### PROMPT:
Reproduce the following listing line for line, with no changes.

### SUPPLIED DATA:
• • • •

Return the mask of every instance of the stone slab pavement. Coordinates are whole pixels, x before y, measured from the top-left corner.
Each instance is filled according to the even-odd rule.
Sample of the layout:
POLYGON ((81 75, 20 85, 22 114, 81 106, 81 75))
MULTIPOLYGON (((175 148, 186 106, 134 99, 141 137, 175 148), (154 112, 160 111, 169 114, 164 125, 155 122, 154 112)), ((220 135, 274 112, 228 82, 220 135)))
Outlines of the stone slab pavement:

• • • •

### FULL ANSWER:
Return the mask of every instance of the stone slab pavement. Coordinates are whole pixels, x before y, measured from the top-left corner.
Each instance is filled according to the even-odd rule.
Sample of the layout:
POLYGON ((81 75, 20 85, 22 114, 81 106, 81 75))
MULTIPOLYGON (((175 148, 186 106, 134 99, 141 137, 175 148), (154 112, 160 111, 169 114, 164 125, 155 122, 154 112)), ((220 135, 274 112, 228 82, 220 135)))
Outlines of the stone slab pavement:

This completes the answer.